◆ **REQUEST**
Could you rewrite the stretch of the listing from the line containing "[indicate] the row" through the line containing "(1171, 574)", switching "stone pedestal" to "stone plinth" and keeping everything else the same?

◆ **THE RECORDS**
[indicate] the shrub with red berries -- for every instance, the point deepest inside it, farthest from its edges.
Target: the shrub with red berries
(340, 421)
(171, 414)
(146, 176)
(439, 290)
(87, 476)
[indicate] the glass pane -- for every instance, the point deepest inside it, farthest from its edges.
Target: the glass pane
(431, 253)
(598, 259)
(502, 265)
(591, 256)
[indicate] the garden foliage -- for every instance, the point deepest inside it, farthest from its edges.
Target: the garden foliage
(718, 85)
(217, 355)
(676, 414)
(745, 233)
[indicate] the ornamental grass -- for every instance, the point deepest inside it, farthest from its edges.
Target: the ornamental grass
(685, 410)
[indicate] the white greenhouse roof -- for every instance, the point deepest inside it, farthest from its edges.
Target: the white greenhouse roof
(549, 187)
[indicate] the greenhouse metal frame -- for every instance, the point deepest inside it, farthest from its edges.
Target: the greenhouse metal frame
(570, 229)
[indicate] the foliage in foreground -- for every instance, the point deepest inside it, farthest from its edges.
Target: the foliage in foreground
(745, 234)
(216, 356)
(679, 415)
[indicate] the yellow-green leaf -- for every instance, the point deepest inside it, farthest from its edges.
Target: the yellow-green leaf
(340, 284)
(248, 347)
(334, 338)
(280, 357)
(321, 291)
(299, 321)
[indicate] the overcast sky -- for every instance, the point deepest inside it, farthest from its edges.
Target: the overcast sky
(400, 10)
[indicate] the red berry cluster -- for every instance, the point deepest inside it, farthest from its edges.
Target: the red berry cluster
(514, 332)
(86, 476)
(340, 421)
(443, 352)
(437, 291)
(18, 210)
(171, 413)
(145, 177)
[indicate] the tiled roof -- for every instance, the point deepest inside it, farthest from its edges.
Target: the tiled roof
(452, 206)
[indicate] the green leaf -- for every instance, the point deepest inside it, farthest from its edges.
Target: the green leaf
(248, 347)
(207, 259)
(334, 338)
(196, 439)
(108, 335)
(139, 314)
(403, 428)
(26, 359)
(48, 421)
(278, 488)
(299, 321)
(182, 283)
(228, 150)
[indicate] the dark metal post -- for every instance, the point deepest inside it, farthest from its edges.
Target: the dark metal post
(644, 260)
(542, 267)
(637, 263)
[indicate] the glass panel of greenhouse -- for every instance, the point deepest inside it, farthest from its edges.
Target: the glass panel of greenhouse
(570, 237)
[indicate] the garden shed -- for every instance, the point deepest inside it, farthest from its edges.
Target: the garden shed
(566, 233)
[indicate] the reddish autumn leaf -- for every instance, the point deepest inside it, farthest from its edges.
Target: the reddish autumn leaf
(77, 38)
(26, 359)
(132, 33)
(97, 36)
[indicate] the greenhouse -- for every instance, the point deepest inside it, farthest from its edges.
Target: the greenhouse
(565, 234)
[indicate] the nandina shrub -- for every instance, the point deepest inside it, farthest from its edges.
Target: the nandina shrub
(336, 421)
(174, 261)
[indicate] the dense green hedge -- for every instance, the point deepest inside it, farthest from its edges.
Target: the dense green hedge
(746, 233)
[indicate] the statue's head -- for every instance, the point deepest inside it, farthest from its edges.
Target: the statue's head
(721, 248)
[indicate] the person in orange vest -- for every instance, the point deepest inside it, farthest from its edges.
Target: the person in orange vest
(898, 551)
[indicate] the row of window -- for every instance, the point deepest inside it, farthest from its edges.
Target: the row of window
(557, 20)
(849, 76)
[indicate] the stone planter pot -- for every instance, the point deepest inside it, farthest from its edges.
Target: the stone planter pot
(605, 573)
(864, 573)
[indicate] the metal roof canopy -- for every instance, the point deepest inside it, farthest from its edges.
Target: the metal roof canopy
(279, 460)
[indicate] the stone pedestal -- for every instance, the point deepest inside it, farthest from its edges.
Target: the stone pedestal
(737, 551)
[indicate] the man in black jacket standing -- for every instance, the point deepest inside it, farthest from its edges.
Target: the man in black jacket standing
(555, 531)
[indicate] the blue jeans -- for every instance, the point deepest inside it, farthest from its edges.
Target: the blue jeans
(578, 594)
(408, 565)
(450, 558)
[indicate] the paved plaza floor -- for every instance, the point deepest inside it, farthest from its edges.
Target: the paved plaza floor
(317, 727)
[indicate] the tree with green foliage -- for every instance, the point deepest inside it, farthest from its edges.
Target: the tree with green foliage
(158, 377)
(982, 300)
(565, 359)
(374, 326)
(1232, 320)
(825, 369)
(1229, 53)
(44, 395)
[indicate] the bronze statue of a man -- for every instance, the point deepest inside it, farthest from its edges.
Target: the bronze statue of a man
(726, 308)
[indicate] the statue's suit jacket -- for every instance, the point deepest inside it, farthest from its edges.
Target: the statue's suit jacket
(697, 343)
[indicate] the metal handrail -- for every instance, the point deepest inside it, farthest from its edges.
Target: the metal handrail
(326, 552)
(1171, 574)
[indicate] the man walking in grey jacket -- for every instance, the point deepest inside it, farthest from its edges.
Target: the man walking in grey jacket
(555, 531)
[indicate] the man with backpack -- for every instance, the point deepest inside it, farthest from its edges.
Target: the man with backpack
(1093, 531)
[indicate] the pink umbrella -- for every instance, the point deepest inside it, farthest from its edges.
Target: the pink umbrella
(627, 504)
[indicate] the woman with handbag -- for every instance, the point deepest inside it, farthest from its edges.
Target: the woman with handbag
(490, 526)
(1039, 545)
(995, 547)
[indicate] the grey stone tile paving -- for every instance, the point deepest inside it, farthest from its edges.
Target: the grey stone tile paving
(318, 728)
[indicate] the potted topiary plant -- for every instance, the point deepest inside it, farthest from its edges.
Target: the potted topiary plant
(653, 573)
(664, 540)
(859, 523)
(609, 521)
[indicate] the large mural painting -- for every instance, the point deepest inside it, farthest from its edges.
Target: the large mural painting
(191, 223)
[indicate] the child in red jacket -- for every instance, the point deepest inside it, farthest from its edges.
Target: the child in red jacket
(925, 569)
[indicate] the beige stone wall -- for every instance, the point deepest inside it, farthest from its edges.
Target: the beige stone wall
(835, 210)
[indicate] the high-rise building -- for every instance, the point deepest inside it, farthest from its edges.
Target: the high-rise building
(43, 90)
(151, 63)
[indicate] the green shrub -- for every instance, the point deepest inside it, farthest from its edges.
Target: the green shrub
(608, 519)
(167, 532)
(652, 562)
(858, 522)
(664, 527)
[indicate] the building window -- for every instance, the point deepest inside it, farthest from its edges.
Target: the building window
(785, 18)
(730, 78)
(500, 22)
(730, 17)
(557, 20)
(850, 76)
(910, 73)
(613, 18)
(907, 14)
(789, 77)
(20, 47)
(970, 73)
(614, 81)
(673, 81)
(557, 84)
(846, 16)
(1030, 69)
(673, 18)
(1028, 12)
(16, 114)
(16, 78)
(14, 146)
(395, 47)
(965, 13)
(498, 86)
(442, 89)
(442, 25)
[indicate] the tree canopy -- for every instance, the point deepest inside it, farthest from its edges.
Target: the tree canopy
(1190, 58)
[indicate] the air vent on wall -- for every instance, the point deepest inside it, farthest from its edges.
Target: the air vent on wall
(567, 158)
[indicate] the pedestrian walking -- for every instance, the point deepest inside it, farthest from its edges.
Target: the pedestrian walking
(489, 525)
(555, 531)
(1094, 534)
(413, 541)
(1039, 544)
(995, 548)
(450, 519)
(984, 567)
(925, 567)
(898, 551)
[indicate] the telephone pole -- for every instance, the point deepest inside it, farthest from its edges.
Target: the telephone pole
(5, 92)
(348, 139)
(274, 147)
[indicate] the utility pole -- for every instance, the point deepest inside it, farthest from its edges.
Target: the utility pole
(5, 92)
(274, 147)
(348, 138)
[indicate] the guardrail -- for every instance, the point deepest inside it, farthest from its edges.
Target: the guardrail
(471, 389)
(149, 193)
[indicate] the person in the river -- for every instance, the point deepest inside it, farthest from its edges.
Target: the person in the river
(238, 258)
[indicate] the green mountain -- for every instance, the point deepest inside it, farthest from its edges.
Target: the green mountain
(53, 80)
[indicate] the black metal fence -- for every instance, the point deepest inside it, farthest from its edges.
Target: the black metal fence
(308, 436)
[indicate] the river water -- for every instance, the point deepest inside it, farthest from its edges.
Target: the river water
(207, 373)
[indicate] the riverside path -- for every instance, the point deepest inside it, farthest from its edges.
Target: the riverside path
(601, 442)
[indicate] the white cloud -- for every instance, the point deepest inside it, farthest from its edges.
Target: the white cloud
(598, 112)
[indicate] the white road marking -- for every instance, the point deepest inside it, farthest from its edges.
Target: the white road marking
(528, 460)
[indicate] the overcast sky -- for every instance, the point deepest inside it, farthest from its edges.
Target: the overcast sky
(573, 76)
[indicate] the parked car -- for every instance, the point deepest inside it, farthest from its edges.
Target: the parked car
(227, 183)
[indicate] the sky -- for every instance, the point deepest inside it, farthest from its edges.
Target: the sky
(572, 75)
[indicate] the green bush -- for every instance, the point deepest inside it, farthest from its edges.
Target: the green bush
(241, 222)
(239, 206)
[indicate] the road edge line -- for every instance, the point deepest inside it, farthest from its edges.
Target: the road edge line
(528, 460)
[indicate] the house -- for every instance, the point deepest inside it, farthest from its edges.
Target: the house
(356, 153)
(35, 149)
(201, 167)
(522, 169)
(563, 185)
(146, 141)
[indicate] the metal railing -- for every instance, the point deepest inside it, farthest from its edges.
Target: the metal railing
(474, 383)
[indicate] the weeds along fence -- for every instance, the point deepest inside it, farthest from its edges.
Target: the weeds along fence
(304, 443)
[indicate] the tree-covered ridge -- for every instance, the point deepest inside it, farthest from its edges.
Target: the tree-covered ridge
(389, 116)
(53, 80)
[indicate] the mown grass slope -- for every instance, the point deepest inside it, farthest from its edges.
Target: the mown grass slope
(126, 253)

◆ **EXERCISE RESULT**
[indicate] the row of window -- for every instance, the point deepest inside it, farthest from its edges.
Target: the row of window
(557, 20)
(849, 76)
[indicate] the stone planter pot -- for every instance, the point deepest inside it, farthest from its edges.
Target: the stone planter pot
(605, 573)
(864, 573)
[indicate] the metal roof canopy -- for every instance, the point deepest inside it, farthest from its edges.
Target: the metal roof canopy
(279, 460)
[indicate] the stone plinth -- for every instance, the point deepest inside it, farthest from its edges.
Target: the stone plinth
(737, 551)
[indicate] the man in black jacket standing -- for every instance, the point deepest inside it, farthest from its edges.
Target: the man in black jacket standing
(555, 531)
[indicate] the blue jeans -- for every instance, the point deepest inside it, farthest from its edges.
Target: the blue jeans
(578, 594)
(408, 565)
(450, 558)
[indicate] the paved plaza floor -- for every instance, the point deepest inside it, farthest from its edges.
Target: the paved plaza floor
(317, 727)
[indicate] the tree with green foliage -- for every instance, the point deepest inside it, farthest from its edges.
Target: the tree with green foliage
(158, 377)
(982, 300)
(565, 359)
(374, 326)
(1232, 320)
(825, 369)
(1229, 53)
(44, 395)
[indicate] the bronze statue of a man -- for every instance, the point deepest inside it, farthest from its edges.
Target: the bronze statue of a man
(726, 308)
[indicate] the statue's suit jacket -- for every instance, the point deepest inside it, farthest from its edges.
Target: the statue's suit jacket
(697, 343)
[indicate] the metal handrail -- for every instance, the point deepest inside it, farthest from its edges.
Target: the metal handrail
(326, 552)
(1171, 574)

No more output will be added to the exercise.